#### [Records provided]
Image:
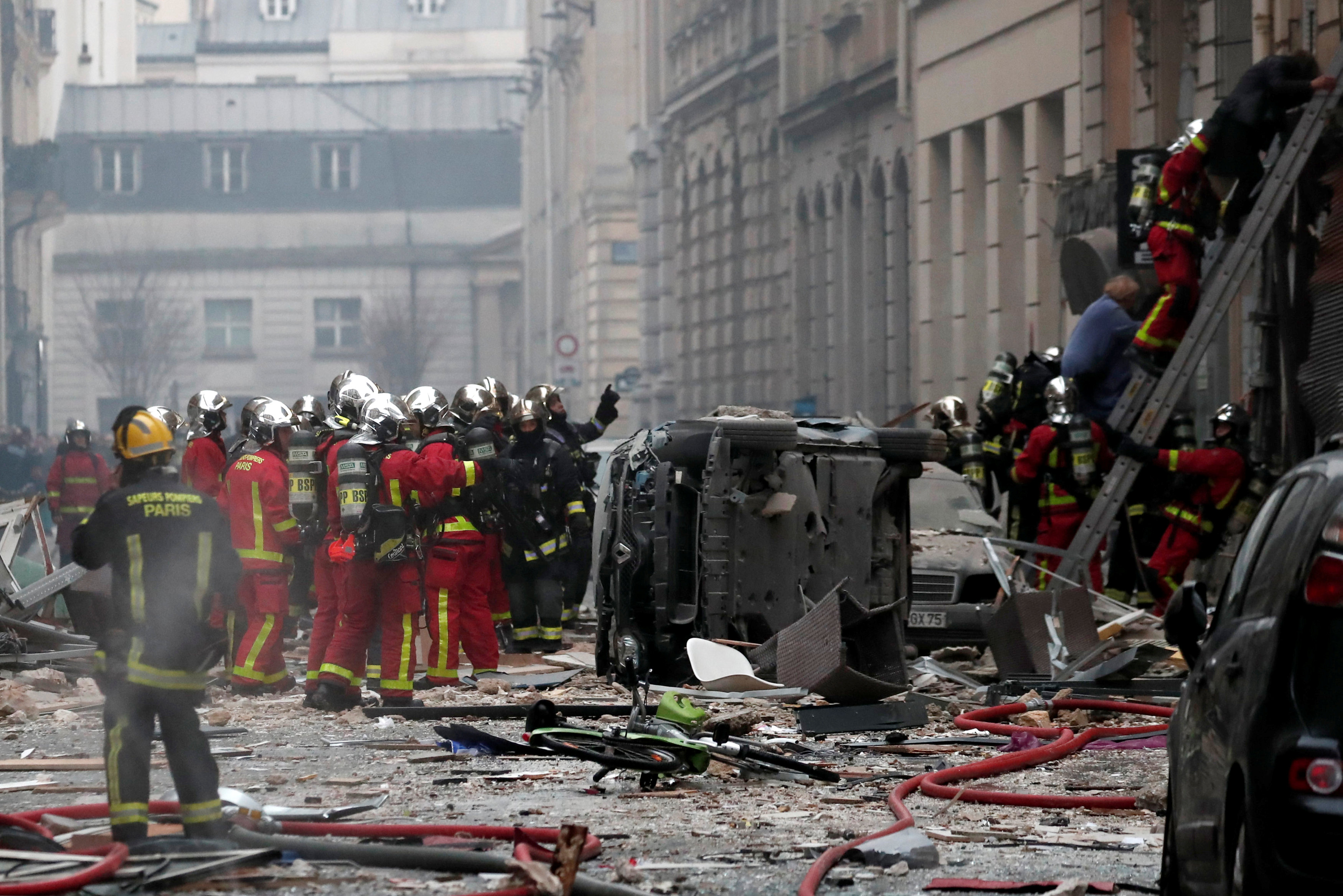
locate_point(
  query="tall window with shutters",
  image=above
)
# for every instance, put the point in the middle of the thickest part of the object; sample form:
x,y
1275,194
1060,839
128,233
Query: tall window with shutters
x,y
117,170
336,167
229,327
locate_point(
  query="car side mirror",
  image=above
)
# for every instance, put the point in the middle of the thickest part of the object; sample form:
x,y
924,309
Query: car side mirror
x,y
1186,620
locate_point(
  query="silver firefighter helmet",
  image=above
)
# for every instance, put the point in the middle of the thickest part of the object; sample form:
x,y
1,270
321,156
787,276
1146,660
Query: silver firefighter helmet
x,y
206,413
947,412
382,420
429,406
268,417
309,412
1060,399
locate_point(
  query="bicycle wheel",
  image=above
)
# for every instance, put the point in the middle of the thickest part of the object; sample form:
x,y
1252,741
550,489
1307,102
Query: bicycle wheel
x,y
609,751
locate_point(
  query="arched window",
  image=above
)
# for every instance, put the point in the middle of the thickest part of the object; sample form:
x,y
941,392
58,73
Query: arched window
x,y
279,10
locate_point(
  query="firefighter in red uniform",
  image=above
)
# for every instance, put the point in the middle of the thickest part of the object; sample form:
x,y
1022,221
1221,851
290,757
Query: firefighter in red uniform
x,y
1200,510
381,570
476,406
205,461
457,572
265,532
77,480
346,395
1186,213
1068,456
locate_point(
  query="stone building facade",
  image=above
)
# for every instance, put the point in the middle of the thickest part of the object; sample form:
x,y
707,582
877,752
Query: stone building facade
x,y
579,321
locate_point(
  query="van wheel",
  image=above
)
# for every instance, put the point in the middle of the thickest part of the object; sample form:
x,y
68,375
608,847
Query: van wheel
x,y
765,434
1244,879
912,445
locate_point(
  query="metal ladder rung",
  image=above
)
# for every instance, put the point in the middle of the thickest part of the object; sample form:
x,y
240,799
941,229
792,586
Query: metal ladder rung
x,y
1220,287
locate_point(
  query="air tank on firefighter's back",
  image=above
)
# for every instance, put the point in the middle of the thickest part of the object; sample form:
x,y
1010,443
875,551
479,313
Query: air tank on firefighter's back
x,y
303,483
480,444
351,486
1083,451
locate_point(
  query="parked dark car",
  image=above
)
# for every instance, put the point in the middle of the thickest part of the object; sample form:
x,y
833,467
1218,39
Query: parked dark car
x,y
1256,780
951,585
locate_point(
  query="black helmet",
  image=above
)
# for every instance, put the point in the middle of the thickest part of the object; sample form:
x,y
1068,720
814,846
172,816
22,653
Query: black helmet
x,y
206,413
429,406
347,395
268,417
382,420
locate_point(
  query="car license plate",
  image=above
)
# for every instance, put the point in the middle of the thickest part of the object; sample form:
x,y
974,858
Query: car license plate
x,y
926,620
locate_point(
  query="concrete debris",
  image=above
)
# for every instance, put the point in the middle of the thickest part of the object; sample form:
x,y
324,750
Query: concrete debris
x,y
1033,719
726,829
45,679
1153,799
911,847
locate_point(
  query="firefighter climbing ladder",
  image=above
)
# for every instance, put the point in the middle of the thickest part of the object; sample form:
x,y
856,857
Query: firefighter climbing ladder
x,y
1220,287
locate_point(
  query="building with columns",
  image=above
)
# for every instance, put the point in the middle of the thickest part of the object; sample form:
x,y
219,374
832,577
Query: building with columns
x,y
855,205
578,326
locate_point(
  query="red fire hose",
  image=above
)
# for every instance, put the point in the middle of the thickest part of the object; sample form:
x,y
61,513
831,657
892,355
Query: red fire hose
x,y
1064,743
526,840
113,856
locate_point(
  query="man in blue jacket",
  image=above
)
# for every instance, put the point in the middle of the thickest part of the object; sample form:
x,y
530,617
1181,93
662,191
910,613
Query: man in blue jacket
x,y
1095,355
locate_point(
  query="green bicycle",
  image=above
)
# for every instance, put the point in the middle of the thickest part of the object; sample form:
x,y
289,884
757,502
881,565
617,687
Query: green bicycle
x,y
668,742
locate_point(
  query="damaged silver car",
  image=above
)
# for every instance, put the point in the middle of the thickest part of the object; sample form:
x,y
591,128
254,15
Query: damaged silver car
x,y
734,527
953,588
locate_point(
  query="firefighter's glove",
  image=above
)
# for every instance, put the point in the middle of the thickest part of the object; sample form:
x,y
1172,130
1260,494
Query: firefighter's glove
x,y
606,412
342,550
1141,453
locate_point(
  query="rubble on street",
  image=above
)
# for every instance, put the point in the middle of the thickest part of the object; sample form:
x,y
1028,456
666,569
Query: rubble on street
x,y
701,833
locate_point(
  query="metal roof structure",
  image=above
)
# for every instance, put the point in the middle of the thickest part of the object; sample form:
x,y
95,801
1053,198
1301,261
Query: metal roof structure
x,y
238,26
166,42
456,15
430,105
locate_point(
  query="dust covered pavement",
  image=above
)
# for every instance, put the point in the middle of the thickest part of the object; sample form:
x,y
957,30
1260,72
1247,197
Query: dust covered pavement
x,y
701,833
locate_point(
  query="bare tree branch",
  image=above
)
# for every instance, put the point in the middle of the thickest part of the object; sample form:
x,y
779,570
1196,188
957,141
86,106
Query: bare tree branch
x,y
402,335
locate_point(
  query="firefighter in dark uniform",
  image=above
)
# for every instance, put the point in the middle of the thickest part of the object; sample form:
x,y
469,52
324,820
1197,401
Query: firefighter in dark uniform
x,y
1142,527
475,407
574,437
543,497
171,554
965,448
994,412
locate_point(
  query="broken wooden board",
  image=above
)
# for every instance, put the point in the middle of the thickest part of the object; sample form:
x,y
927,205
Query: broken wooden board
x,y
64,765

#### [Exercise task]
Repeat the full listing above exactly, with no pictures in the copy.

#### [Worked answer]
Image:
locate_point(
  query="tall window with shutters",
  image=above
)
# for every instance, put the point in the middle of the thickest part of the object; sample form:
x,y
1275,194
1060,839
128,233
Query: tall window with shutters
x,y
117,170
336,167
229,327
locate_point(
  query="car side mirror",
  image=above
)
# for every instance, put the point in the middle of the thickest part of the object; sample form:
x,y
924,309
Query: car side mirror
x,y
1186,620
locate_point(
  query="silver firefighter helmet",
  image=above
)
# for every instance, put the point in the middle of the thickest part of the object; sample form:
x,y
1,270
321,156
787,276
1146,660
Query: silver firefighter helmet
x,y
206,413
947,412
382,420
429,406
268,417
309,412
1060,399
locate_point(
  query="bicycle wheel",
  image=above
)
# for every instance, put the point in the middle of the thickest part of the object; sample form:
x,y
1252,741
550,489
1307,102
Query: bicycle wheel
x,y
609,751
locate_point(
  query="arched window",
  image=above
)
# for every instance, put the point in the middle of the thickest part of the object; sample form:
x,y
941,392
58,73
Query: arched window
x,y
279,10
locate_point(
  query="firefighter in red uniform",
  image=above
)
# for every instance, put the point in the middle of the thickest part of the object; sample form:
x,y
1022,221
1221,851
290,757
Query: firefighter in red uniform
x,y
1200,510
381,570
476,406
205,461
457,572
265,532
77,480
346,395
1186,213
1068,456
locate_point(
  query="stone building facade",
  image=above
)
# for every instance, put the point in the middle of the thickest part of the object; sample form:
x,y
707,582
877,752
Query: stone building facade
x,y
579,321
locate_point(
  query="van wheel",
  image=above
)
# for every instance, put the point in the middle of the thickest part of the object; sample form:
x,y
68,375
608,847
Query: van wheel
x,y
765,434
1244,879
912,445
locate_point(
  query="metal ladder rung",
  image=above
)
# for every instance, put the point in the middle of the thickest part of the object; sample form:
x,y
240,799
941,229
792,586
Query: metal ladder rung
x,y
1220,287
locate_point(
  query="air tank on firefighter's back",
  image=above
)
# for every instance, put the point in the middle of the thickest part of the object; sample form:
x,y
1010,443
875,551
479,313
Query: air tank on firefighter's back
x,y
303,483
480,444
351,486
1083,451
locate_point(
  query="parked dark car",
  image=above
)
# for every instance, put the point in the middle of the thickest part of the object; sample form:
x,y
833,467
1218,39
Query: parked dark car
x,y
1256,780
951,585
locate_point(
  query="black helmet",
  image=above
)
# for every instance, put the point in the middle of the thickest part of the object; sample form:
x,y
1068,720
814,846
172,816
22,653
Query: black helmet
x,y
206,413
429,406
347,395
268,417
382,420
locate_point(
  query="car license plate",
  image=above
)
# for every instance, put the point in the middle of the thickest part of the object; sample form:
x,y
974,858
Query: car license plate
x,y
926,620
locate_point(
  query="concrete debris",
  image=above
)
# for every instance, put the point in the middle of the thickest part of the object; sample form:
x,y
324,750
Query: concrete debris
x,y
1033,719
726,829
45,679
1153,799
911,847
locate_point(
  query="firefighter climbing ladder",
  image=above
)
# for every instance, put the point in the middle of the thickest part of the object; sample form:
x,y
856,857
Query: firefighter climbing ladder
x,y
1220,287
locate_point(
  query="building with columns",
  image=above
)
# for every instance, put the point in the middle of the thickest part of the object; sample form:
x,y
219,374
832,577
Query: building with columns
x,y
855,205
578,326
locate_point(
  query="red fire hose",
  image=above
)
# for every instance, put the point in the middle of the thickest part of the object; sample form:
x,y
61,513
831,657
892,355
Query: red fire hose
x,y
1064,743
526,840
113,856
locate_point(
  query="man in blue jacket",
  image=above
)
# for every instance, put the point in the middle of the thickest part of the object; sample form:
x,y
530,617
1181,93
662,191
910,613
Query: man in blue jacket
x,y
1095,355
locate_point(
  query="green bicycle",
  image=above
)
# for every instance, put the point in the middle of the thickest part of the object; sample form:
x,y
289,884
757,502
881,565
617,687
Query: green bicycle
x,y
668,742
locate_point(
  query="damaged silver car",
  image=above
)
# for every instance, put the point in the middle of the thickest part of the object; sample form:
x,y
591,128
254,15
Query: damaged silver car
x,y
734,527
953,588
locate_point(
  query="firefighter's glove",
  image=above
)
# for every instance, put the point in the middle of the thickest part of the object; sample form:
x,y
1172,130
1260,494
Query: firefighter's glove
x,y
606,412
342,550
1141,453
locate_point(
  query="rubble on street",
  image=above
)
# for every instance, put the point in the middle of the thickest part of the object; sample form:
x,y
1028,456
666,569
Query: rubble on street
x,y
701,833
locate_point(
  query="metal roof structure",
  image=above
)
# for every instance, put the point in the middle of the thickest part of the object; sample form:
x,y
95,801
1053,198
1301,261
Query: metal roof structure
x,y
238,26
166,42
456,15
430,105
locate_point(
  query="dust covered pavement",
  image=above
)
# for every instance, put the point in the middle of the thickest part of the object; sample form:
x,y
957,30
1260,72
1247,197
Query: dust covered pavement
x,y
701,833
locate_point(
  query="bare tree branch",
  image=above
)
# for every instance, put the point in the middle of the thickest part of the object; sample form:
x,y
779,570
1196,188
957,141
86,106
Query: bare tree branch
x,y
402,335
locate_point(
  query="firefighter in dark uniform",
  image=above
)
# for every instance, put the point in the middle of the thickest part of the object; sample form:
x,y
469,52
324,820
1197,401
Query: firefighter in dark uniform
x,y
1142,527
475,407
574,437
543,497
171,554
965,448
994,412
locate_point(
  query="broken wooden board",
  image=above
)
# for every instance, put the point in the middle of the thickest part of the object; sample form:
x,y
927,205
Query: broken wooden board
x,y
64,765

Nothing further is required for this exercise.